EXERCISE AIM → The expected answer is the data below, printed verbatim without its pictures.

Images for object localization →
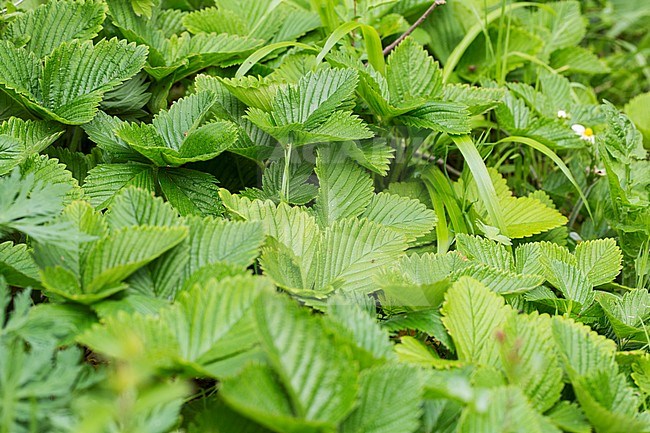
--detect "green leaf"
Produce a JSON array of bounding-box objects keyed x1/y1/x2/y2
[
  {"x1": 21, "y1": 153, "x2": 84, "y2": 202},
  {"x1": 220, "y1": 364, "x2": 305, "y2": 432},
  {"x1": 184, "y1": 397, "x2": 275, "y2": 433},
  {"x1": 546, "y1": 402, "x2": 591, "y2": 433},
  {"x1": 163, "y1": 275, "x2": 271, "y2": 373},
  {"x1": 533, "y1": 1, "x2": 586, "y2": 55},
  {"x1": 84, "y1": 163, "x2": 156, "y2": 209},
  {"x1": 453, "y1": 265, "x2": 544, "y2": 295},
  {"x1": 327, "y1": 297, "x2": 395, "y2": 366},
  {"x1": 551, "y1": 316, "x2": 617, "y2": 378},
  {"x1": 32, "y1": 200, "x2": 107, "y2": 278},
  {"x1": 38, "y1": 38, "x2": 148, "y2": 124},
  {"x1": 0, "y1": 168, "x2": 73, "y2": 243},
  {"x1": 546, "y1": 259, "x2": 594, "y2": 309},
  {"x1": 107, "y1": 0, "x2": 263, "y2": 79},
  {"x1": 243, "y1": 161, "x2": 317, "y2": 206},
  {"x1": 0, "y1": 118, "x2": 64, "y2": 176},
  {"x1": 218, "y1": 74, "x2": 285, "y2": 112},
  {"x1": 274, "y1": 68, "x2": 357, "y2": 127},
  {"x1": 253, "y1": 293, "x2": 357, "y2": 426},
  {"x1": 340, "y1": 364, "x2": 423, "y2": 433},
  {"x1": 245, "y1": 68, "x2": 372, "y2": 146},
  {"x1": 131, "y1": 0, "x2": 154, "y2": 18},
  {"x1": 441, "y1": 277, "x2": 513, "y2": 365},
  {"x1": 597, "y1": 290, "x2": 650, "y2": 342},
  {"x1": 466, "y1": 168, "x2": 567, "y2": 239},
  {"x1": 499, "y1": 312, "x2": 563, "y2": 412},
  {"x1": 183, "y1": 216, "x2": 265, "y2": 273},
  {"x1": 453, "y1": 136, "x2": 507, "y2": 236},
  {"x1": 552, "y1": 317, "x2": 650, "y2": 432},
  {"x1": 77, "y1": 225, "x2": 187, "y2": 299},
  {"x1": 77, "y1": 310, "x2": 179, "y2": 366},
  {"x1": 0, "y1": 340, "x2": 88, "y2": 433},
  {"x1": 361, "y1": 192, "x2": 437, "y2": 242},
  {"x1": 0, "y1": 241, "x2": 40, "y2": 288},
  {"x1": 344, "y1": 140, "x2": 394, "y2": 176},
  {"x1": 158, "y1": 168, "x2": 222, "y2": 216},
  {"x1": 117, "y1": 92, "x2": 238, "y2": 167},
  {"x1": 3, "y1": 0, "x2": 107, "y2": 58},
  {"x1": 500, "y1": 196, "x2": 568, "y2": 239},
  {"x1": 385, "y1": 37, "x2": 442, "y2": 106},
  {"x1": 456, "y1": 234, "x2": 514, "y2": 272},
  {"x1": 314, "y1": 146, "x2": 374, "y2": 227},
  {"x1": 83, "y1": 111, "x2": 147, "y2": 162},
  {"x1": 457, "y1": 386, "x2": 560, "y2": 433},
  {"x1": 625, "y1": 92, "x2": 650, "y2": 147},
  {"x1": 550, "y1": 46, "x2": 610, "y2": 75},
  {"x1": 315, "y1": 218, "x2": 407, "y2": 295},
  {"x1": 106, "y1": 186, "x2": 179, "y2": 229},
  {"x1": 400, "y1": 101, "x2": 471, "y2": 134},
  {"x1": 575, "y1": 239, "x2": 623, "y2": 286}
]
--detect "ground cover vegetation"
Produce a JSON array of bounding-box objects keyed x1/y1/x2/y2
[{"x1": 0, "y1": 0, "x2": 649, "y2": 431}]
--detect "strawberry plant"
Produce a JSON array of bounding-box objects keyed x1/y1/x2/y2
[{"x1": 0, "y1": 0, "x2": 649, "y2": 432}]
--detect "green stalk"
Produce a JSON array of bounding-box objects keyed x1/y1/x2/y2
[
  {"x1": 281, "y1": 142, "x2": 293, "y2": 203},
  {"x1": 452, "y1": 135, "x2": 508, "y2": 236}
]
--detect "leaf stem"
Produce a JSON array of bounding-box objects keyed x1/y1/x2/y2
[
  {"x1": 382, "y1": 0, "x2": 446, "y2": 56},
  {"x1": 281, "y1": 142, "x2": 293, "y2": 203}
]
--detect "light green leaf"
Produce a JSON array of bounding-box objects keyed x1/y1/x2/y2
[
  {"x1": 597, "y1": 290, "x2": 650, "y2": 342},
  {"x1": 314, "y1": 146, "x2": 374, "y2": 227},
  {"x1": 163, "y1": 275, "x2": 271, "y2": 371},
  {"x1": 315, "y1": 218, "x2": 407, "y2": 295},
  {"x1": 83, "y1": 111, "x2": 146, "y2": 162},
  {"x1": 362, "y1": 192, "x2": 437, "y2": 242},
  {"x1": 441, "y1": 277, "x2": 513, "y2": 365},
  {"x1": 273, "y1": 68, "x2": 358, "y2": 127},
  {"x1": 456, "y1": 234, "x2": 514, "y2": 272},
  {"x1": 550, "y1": 46, "x2": 610, "y2": 75},
  {"x1": 83, "y1": 163, "x2": 156, "y2": 209},
  {"x1": 552, "y1": 317, "x2": 650, "y2": 432},
  {"x1": 499, "y1": 313, "x2": 563, "y2": 412},
  {"x1": 625, "y1": 92, "x2": 650, "y2": 146},
  {"x1": 81, "y1": 225, "x2": 188, "y2": 294},
  {"x1": 546, "y1": 260, "x2": 594, "y2": 308},
  {"x1": 458, "y1": 386, "x2": 560, "y2": 433},
  {"x1": 327, "y1": 297, "x2": 395, "y2": 366},
  {"x1": 500, "y1": 195, "x2": 568, "y2": 239},
  {"x1": 183, "y1": 216, "x2": 265, "y2": 274},
  {"x1": 220, "y1": 364, "x2": 307, "y2": 433},
  {"x1": 340, "y1": 364, "x2": 423, "y2": 433},
  {"x1": 575, "y1": 239, "x2": 623, "y2": 286},
  {"x1": 0, "y1": 168, "x2": 73, "y2": 243},
  {"x1": 106, "y1": 186, "x2": 179, "y2": 229},
  {"x1": 253, "y1": 293, "x2": 358, "y2": 426},
  {"x1": 3, "y1": 0, "x2": 107, "y2": 58},
  {"x1": 453, "y1": 265, "x2": 544, "y2": 295}
]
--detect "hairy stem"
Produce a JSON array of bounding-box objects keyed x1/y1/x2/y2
[{"x1": 382, "y1": 0, "x2": 446, "y2": 56}]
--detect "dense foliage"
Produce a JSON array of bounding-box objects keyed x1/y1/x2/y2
[{"x1": 0, "y1": 0, "x2": 649, "y2": 432}]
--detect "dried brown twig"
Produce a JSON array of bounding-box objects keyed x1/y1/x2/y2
[{"x1": 382, "y1": 0, "x2": 446, "y2": 56}]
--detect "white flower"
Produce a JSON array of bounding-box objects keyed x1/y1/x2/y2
[
  {"x1": 557, "y1": 110, "x2": 569, "y2": 119},
  {"x1": 572, "y1": 124, "x2": 595, "y2": 143}
]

RESULT →
--detect "green leaf"
Produce a JSON array of bounding-box objects keyed x1/y1/x2/y2
[
  {"x1": 21, "y1": 153, "x2": 84, "y2": 202},
  {"x1": 220, "y1": 364, "x2": 305, "y2": 432},
  {"x1": 184, "y1": 397, "x2": 275, "y2": 433},
  {"x1": 546, "y1": 402, "x2": 591, "y2": 433},
  {"x1": 163, "y1": 275, "x2": 271, "y2": 373},
  {"x1": 533, "y1": 1, "x2": 586, "y2": 55},
  {"x1": 84, "y1": 163, "x2": 156, "y2": 209},
  {"x1": 453, "y1": 265, "x2": 544, "y2": 295},
  {"x1": 327, "y1": 297, "x2": 395, "y2": 366},
  {"x1": 551, "y1": 316, "x2": 617, "y2": 378},
  {"x1": 32, "y1": 200, "x2": 107, "y2": 278},
  {"x1": 38, "y1": 38, "x2": 148, "y2": 124},
  {"x1": 0, "y1": 168, "x2": 73, "y2": 243},
  {"x1": 546, "y1": 259, "x2": 594, "y2": 309},
  {"x1": 107, "y1": 0, "x2": 263, "y2": 79},
  {"x1": 243, "y1": 161, "x2": 317, "y2": 206},
  {"x1": 0, "y1": 118, "x2": 64, "y2": 176},
  {"x1": 218, "y1": 74, "x2": 285, "y2": 112},
  {"x1": 274, "y1": 68, "x2": 357, "y2": 127},
  {"x1": 253, "y1": 293, "x2": 357, "y2": 426},
  {"x1": 340, "y1": 364, "x2": 423, "y2": 433},
  {"x1": 245, "y1": 68, "x2": 372, "y2": 146},
  {"x1": 131, "y1": 0, "x2": 154, "y2": 18},
  {"x1": 441, "y1": 277, "x2": 513, "y2": 365},
  {"x1": 597, "y1": 290, "x2": 650, "y2": 342},
  {"x1": 466, "y1": 168, "x2": 567, "y2": 239},
  {"x1": 499, "y1": 312, "x2": 563, "y2": 412},
  {"x1": 183, "y1": 216, "x2": 265, "y2": 273},
  {"x1": 453, "y1": 136, "x2": 507, "y2": 236},
  {"x1": 552, "y1": 317, "x2": 650, "y2": 432},
  {"x1": 77, "y1": 225, "x2": 187, "y2": 299},
  {"x1": 77, "y1": 310, "x2": 179, "y2": 366},
  {"x1": 0, "y1": 340, "x2": 88, "y2": 433},
  {"x1": 361, "y1": 192, "x2": 437, "y2": 242},
  {"x1": 0, "y1": 241, "x2": 40, "y2": 288},
  {"x1": 344, "y1": 140, "x2": 394, "y2": 176},
  {"x1": 158, "y1": 168, "x2": 222, "y2": 216},
  {"x1": 117, "y1": 92, "x2": 238, "y2": 167},
  {"x1": 3, "y1": 0, "x2": 107, "y2": 58},
  {"x1": 500, "y1": 196, "x2": 568, "y2": 239},
  {"x1": 385, "y1": 37, "x2": 442, "y2": 106},
  {"x1": 456, "y1": 234, "x2": 514, "y2": 272},
  {"x1": 314, "y1": 146, "x2": 374, "y2": 227},
  {"x1": 83, "y1": 111, "x2": 147, "y2": 162},
  {"x1": 457, "y1": 386, "x2": 560, "y2": 433},
  {"x1": 625, "y1": 92, "x2": 650, "y2": 147},
  {"x1": 550, "y1": 46, "x2": 610, "y2": 75},
  {"x1": 315, "y1": 218, "x2": 407, "y2": 295},
  {"x1": 106, "y1": 186, "x2": 179, "y2": 229},
  {"x1": 400, "y1": 101, "x2": 471, "y2": 134},
  {"x1": 575, "y1": 239, "x2": 623, "y2": 286}
]
--detect "ground cover vegetation"
Produce a JSON array of bounding-box objects keyed x1/y1/x2/y2
[{"x1": 0, "y1": 0, "x2": 649, "y2": 431}]
--detect "strawberry plant"
Produce a JSON array of bounding-box objects keyed x1/y1/x2/y2
[{"x1": 0, "y1": 0, "x2": 649, "y2": 432}]
--detect "green stalk"
Produce a JSON array of bounding-box objects keyed x1/y1/x2/y2
[
  {"x1": 281, "y1": 142, "x2": 293, "y2": 203},
  {"x1": 452, "y1": 135, "x2": 508, "y2": 236}
]
--detect "leaf stem"
Produce a JSON array of bounding-box objects keyed x1/y1/x2/y2
[
  {"x1": 382, "y1": 0, "x2": 446, "y2": 56},
  {"x1": 281, "y1": 142, "x2": 293, "y2": 203}
]
--detect "light green leaf"
Produce a JSON array of bounding-box objects keyed x1/y1/x2/y2
[
  {"x1": 597, "y1": 290, "x2": 650, "y2": 342},
  {"x1": 314, "y1": 146, "x2": 374, "y2": 227},
  {"x1": 163, "y1": 275, "x2": 271, "y2": 371},
  {"x1": 315, "y1": 218, "x2": 407, "y2": 295},
  {"x1": 83, "y1": 111, "x2": 146, "y2": 162},
  {"x1": 362, "y1": 192, "x2": 437, "y2": 242},
  {"x1": 441, "y1": 277, "x2": 513, "y2": 365},
  {"x1": 273, "y1": 68, "x2": 358, "y2": 127},
  {"x1": 456, "y1": 234, "x2": 514, "y2": 272},
  {"x1": 550, "y1": 46, "x2": 610, "y2": 75},
  {"x1": 83, "y1": 163, "x2": 156, "y2": 209},
  {"x1": 552, "y1": 317, "x2": 650, "y2": 432},
  {"x1": 499, "y1": 313, "x2": 563, "y2": 412},
  {"x1": 625, "y1": 92, "x2": 650, "y2": 146},
  {"x1": 81, "y1": 225, "x2": 188, "y2": 294},
  {"x1": 546, "y1": 260, "x2": 594, "y2": 308},
  {"x1": 458, "y1": 386, "x2": 560, "y2": 433},
  {"x1": 327, "y1": 297, "x2": 395, "y2": 366},
  {"x1": 500, "y1": 195, "x2": 568, "y2": 239},
  {"x1": 183, "y1": 216, "x2": 265, "y2": 274},
  {"x1": 220, "y1": 364, "x2": 307, "y2": 433},
  {"x1": 340, "y1": 364, "x2": 423, "y2": 433},
  {"x1": 575, "y1": 239, "x2": 623, "y2": 286},
  {"x1": 0, "y1": 168, "x2": 73, "y2": 243},
  {"x1": 106, "y1": 186, "x2": 179, "y2": 229},
  {"x1": 253, "y1": 293, "x2": 358, "y2": 426},
  {"x1": 3, "y1": 0, "x2": 107, "y2": 58},
  {"x1": 453, "y1": 265, "x2": 544, "y2": 295}
]
--detect "hairy stem"
Produce a JSON array of bounding-box objects keyed x1/y1/x2/y2
[{"x1": 382, "y1": 0, "x2": 446, "y2": 56}]
--detect "dense foliage"
Produce a JSON array of bounding-box objects keyed x1/y1/x2/y2
[{"x1": 0, "y1": 0, "x2": 649, "y2": 432}]
--detect "dried brown twig"
Produce a JSON array of bounding-box objects keyed x1/y1/x2/y2
[{"x1": 382, "y1": 0, "x2": 446, "y2": 56}]
--detect "white flower"
Produce a JSON array of bounding-box objects keyed x1/y1/x2/y2
[
  {"x1": 557, "y1": 110, "x2": 569, "y2": 119},
  {"x1": 572, "y1": 124, "x2": 595, "y2": 143}
]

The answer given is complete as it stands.